(Object location annotation data)
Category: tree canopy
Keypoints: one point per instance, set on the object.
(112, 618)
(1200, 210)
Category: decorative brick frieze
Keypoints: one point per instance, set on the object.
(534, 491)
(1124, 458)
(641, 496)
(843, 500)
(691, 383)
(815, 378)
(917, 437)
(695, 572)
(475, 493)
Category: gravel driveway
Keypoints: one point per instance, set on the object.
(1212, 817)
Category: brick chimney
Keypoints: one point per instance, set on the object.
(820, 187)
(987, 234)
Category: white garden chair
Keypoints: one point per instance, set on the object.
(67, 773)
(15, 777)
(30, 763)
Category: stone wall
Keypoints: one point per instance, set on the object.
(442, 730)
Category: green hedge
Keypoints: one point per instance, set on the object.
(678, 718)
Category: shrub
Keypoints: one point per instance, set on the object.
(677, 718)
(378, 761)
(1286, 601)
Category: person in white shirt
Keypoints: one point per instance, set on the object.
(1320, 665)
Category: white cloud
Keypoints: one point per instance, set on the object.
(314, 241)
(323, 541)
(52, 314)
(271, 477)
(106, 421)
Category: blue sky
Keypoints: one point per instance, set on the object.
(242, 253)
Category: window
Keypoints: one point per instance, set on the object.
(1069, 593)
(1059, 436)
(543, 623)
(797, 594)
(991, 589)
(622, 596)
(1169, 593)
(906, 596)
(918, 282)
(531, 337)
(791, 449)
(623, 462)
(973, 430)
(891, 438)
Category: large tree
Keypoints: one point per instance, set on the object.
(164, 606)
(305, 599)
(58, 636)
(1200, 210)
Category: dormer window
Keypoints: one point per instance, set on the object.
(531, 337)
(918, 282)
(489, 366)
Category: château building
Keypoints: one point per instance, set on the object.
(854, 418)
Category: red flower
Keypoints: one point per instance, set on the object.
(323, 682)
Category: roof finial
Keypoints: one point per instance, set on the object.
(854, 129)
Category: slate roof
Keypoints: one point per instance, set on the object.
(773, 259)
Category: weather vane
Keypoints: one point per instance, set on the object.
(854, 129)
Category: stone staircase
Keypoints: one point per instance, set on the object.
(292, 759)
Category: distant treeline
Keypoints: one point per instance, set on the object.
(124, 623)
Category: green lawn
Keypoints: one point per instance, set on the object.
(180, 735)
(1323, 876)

# [DIRECTIONS FOR THIS TASK]
Rewrite the records as a numbered list, starting with the line that contains "Category: dormer window" and continuing through the end of the records, with both ends included and blank lines omitted.

# [ANSWER TO THIS EXERCISE]
1. Category: dormer window
2. Keypoints: one point per instance, set on the object.
3. (531, 337)
4. (918, 282)
5. (489, 366)
6. Category: château building
7. Keypoints: one point per instance, set on the object.
8. (854, 418)
9. Category: red flower
10. Keypoints: one point per instance, set on the object.
11. (323, 682)
12. Category: roof finial
13. Keypoints: one point per instance, set on the object.
14. (854, 129)
15. Category: slate roof
16. Keypoints: one point per instance, set on the object.
17. (773, 259)
18. Category: weather vane
19. Keypoints: one point per instance, set on the object.
20. (854, 129)
21. Category: stone staircase
22. Keypoints: one point per instance, set on the object.
23. (292, 759)
24. Category: distant treeline
25. Keypoints: one point per instance, set on the object.
26. (124, 623)
27. Category: green lawn
28. Keypoints: one point per instance, set on the object.
29. (180, 735)
30. (1323, 876)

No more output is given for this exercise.